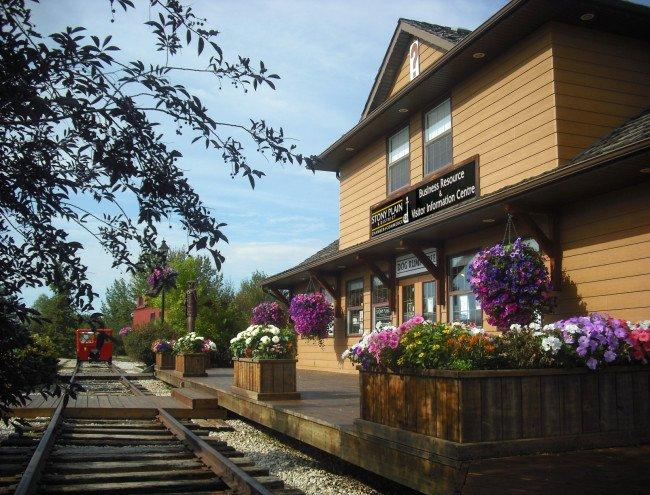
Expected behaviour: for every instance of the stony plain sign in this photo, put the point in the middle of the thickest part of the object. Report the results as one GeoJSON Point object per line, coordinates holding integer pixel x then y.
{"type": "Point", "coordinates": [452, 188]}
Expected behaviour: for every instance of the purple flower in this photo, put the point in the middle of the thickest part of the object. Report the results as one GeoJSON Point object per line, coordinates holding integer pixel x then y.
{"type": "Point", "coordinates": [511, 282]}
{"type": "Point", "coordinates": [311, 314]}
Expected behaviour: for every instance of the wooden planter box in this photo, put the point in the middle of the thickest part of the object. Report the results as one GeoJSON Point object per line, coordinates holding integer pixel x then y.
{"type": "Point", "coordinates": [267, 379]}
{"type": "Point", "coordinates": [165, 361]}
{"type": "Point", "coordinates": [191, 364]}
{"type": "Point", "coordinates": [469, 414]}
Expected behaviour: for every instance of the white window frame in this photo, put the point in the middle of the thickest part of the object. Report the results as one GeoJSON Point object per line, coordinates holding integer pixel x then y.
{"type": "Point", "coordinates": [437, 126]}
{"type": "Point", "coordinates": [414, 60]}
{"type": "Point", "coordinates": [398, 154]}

────────────────────

* [Task brief]:
Each line above has to be returned exactly. Drop the pictures.

* [Task response]:
Expected behaviour: for every instance of the stony plain sign in this photo, put the point in the middle of the thickest part of the object. Report the results as one GeoJSON Point object per line, coordinates holding integer pixel x then y.
{"type": "Point", "coordinates": [452, 188]}
Expected behaviour: for every instance of the purple flower in this photo, put the point in the middle of the thickest part of the object. Report the results as one GeoJSON Point object per line, coordinates holding integer pixel x then y.
{"type": "Point", "coordinates": [511, 282]}
{"type": "Point", "coordinates": [311, 314]}
Expected behaviour: for every instance of the wooden planter box in this photo, put the point in the middle of the thickest part of the object. Report the results as one GeoJSON Point object per line, coordinates holding integer pixel x then y.
{"type": "Point", "coordinates": [267, 379]}
{"type": "Point", "coordinates": [165, 361]}
{"type": "Point", "coordinates": [191, 364]}
{"type": "Point", "coordinates": [469, 414]}
Expected behaviour: for every instance of the white window frame in this photo, put the point in the middle of the thickest part of the object. Report the results as one GeoJSON Point object per line, coordinates holding integer pixel x then y.
{"type": "Point", "coordinates": [437, 126]}
{"type": "Point", "coordinates": [414, 60]}
{"type": "Point", "coordinates": [398, 154]}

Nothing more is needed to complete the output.